## What is expected
In the copy you make, include no pictures, and transcribe every record exactly.

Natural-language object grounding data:
....................
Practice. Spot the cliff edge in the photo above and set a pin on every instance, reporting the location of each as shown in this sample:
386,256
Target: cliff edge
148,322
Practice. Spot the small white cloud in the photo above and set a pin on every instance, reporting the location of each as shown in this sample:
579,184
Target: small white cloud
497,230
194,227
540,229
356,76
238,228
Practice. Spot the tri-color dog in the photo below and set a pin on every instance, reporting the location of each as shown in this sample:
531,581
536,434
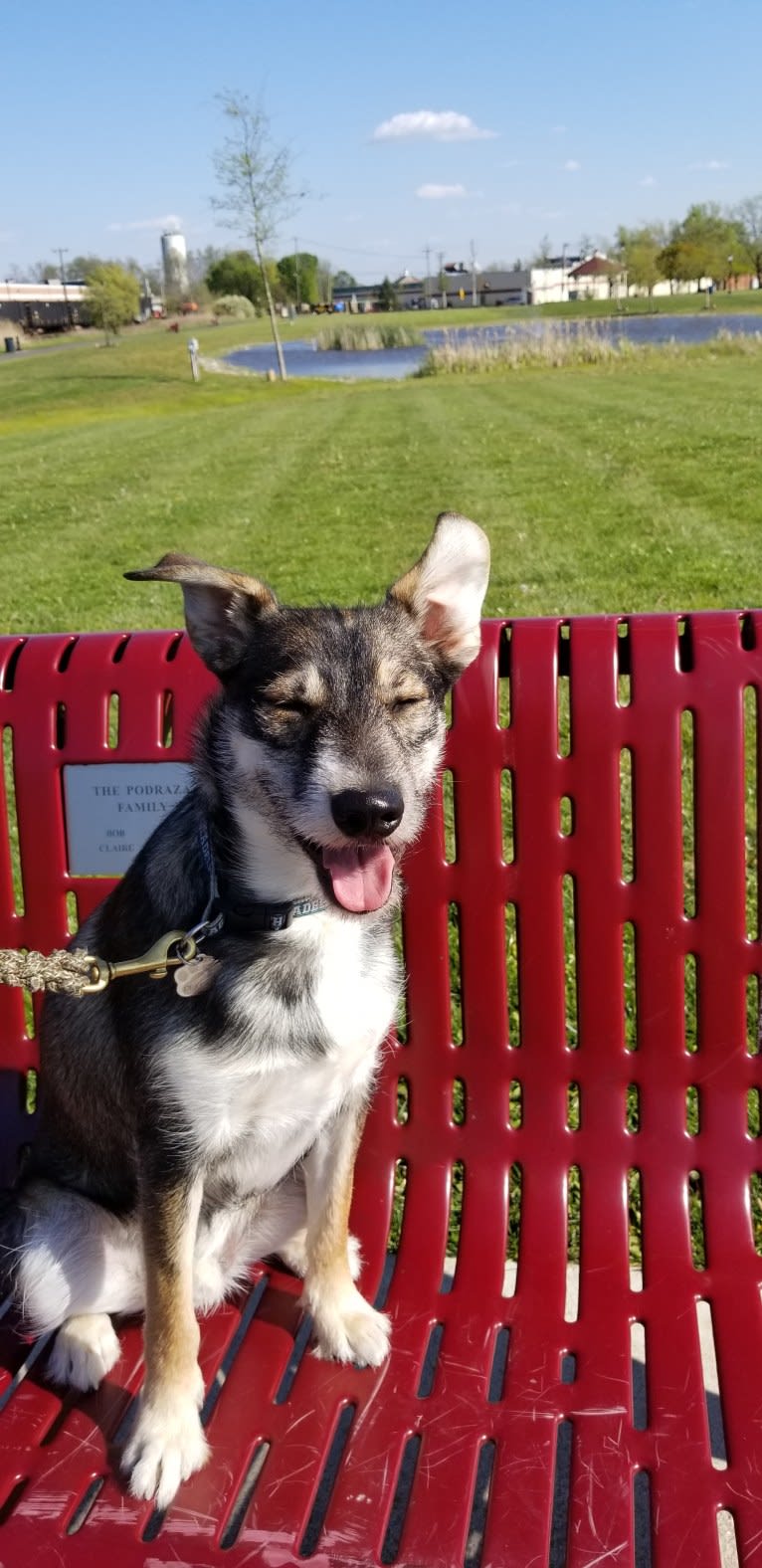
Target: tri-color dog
201,1121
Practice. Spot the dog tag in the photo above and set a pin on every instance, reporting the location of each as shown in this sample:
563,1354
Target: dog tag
196,976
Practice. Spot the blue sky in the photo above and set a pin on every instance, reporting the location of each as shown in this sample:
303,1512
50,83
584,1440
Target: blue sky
411,124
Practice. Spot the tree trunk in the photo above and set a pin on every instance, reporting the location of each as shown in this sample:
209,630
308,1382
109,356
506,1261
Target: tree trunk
274,320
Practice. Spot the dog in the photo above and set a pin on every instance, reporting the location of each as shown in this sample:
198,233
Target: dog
195,1123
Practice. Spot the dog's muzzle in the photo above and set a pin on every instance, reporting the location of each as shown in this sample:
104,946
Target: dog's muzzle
367,814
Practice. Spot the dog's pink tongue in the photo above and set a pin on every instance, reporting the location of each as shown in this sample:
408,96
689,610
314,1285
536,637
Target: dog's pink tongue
361,876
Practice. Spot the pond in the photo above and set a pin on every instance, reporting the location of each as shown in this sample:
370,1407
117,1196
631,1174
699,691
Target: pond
302,356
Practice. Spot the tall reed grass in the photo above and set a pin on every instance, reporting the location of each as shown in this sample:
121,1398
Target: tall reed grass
358,336
560,343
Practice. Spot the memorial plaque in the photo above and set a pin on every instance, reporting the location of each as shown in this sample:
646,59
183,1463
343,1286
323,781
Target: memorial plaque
111,808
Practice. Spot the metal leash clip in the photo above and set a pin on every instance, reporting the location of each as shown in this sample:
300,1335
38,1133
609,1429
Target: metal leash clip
155,963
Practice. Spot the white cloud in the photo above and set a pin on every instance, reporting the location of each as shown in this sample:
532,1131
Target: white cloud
427,124
440,192
162,225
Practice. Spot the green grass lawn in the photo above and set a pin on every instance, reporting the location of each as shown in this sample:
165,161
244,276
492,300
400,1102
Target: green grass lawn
603,488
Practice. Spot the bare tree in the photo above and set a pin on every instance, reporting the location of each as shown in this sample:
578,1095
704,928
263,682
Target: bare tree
256,187
748,218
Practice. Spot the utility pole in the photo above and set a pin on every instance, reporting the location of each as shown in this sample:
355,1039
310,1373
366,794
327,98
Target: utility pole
62,253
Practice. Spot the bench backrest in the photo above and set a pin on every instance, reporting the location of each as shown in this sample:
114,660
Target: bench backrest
577,1076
....................
## Written answer
Practice. Spot the cliff edge in the photo above and set a pin on every instance, reporting the location of each as shown in this sample:
386,256
Target: cliff edge
148,322
Practice. Spot the small white cloud in the photo above and set a pin on every instance, reporting the location of each as shown in this sample:
579,184
Target: small white cloud
497,230
194,227
540,229
356,76
238,228
Practice. Spot the tri-color dog in the photo below and set a pin on every instance, reporting the location of each as shown in this sample:
531,581
536,434
Target: tri-color dog
201,1121
Practice. Spot the dog tag in the photo above and set a pin on every instance, reporting the location of each as shown in this sample:
563,1354
Target: dog tag
196,976
Practice. Spot the blue sky in the photo above and set a pin on every instance, reporting the location of each as shown in this sample:
303,1512
50,83
584,1440
Target: blue sky
411,124
Practice. Spot the tree trunk in the photo above and set a pin on every instance, reporting the location of each as shown in this sample:
209,630
308,1382
109,356
506,1261
Target: tree trunk
274,320
Practice. Spot the dog in the photo above and set a pin on every instance, reporting the location of each as shown in this sample:
198,233
Target: dog
195,1123
Practice. Spot the dog's muzzle in the photo above and set a pin on every instance, reporting the location of each as shown in this sample:
104,946
Target: dog's muzzle
367,814
Practice. Spot the dog's pink tongue in the photo above and set a pin on every instance, reporting the location of each as shown in this sample:
408,96
689,610
314,1285
536,637
Target: dog's pink tongue
361,876
Practice. Spot the pond in the photo above and set a pin on every instance, reporting the location of each as shown in this sample:
370,1407
117,1196
631,1174
699,691
Target: pond
302,356
Practice. Spot the tall reed grass in the photo above and set a pin on every instance, reporting the location of each as shown in this sample:
121,1398
Target: tall reed grass
358,336
560,343
Practice. Spot the memorial plaque in the photo above and set a pin on every instance, reporting the location of each as shown in this sample:
646,59
183,1463
343,1286
323,781
Target: memorial plaque
111,808
Practice. Spot the metal leash clip in the photo above and set a pin on every instance, reporting the location of each as shown in this sample:
300,1335
38,1133
609,1429
Target: metal leash clip
155,963
Practice. Spot the white cloud in the photo above and set a pin on every instance, reporting the location of each as shown in this sample:
532,1131
Target: white cloud
427,124
440,192
162,225
Practice. Spot the green grass lawn in the photo above and set a pin on every instance, reporting the location of each as shown in this sample:
165,161
244,276
492,300
400,1102
Target: green grass lawn
603,488
Practice. Spot the bare tree in the photo above and set a pin on every instance, reporting the location of each as shown in this sample:
578,1095
704,928
263,682
Target: bare tree
256,187
748,218
Practice. Spot the utility pole in the photo above and set a pin on every instance, reporting the location of each as shown in this sample:
355,1039
310,1373
366,794
327,98
Target: utility pole
62,253
Practice. Spot the bench backrest in the photo above and set a pin on every instance, reporting the location of each as shown in this sample:
114,660
Target: bench backrest
577,1076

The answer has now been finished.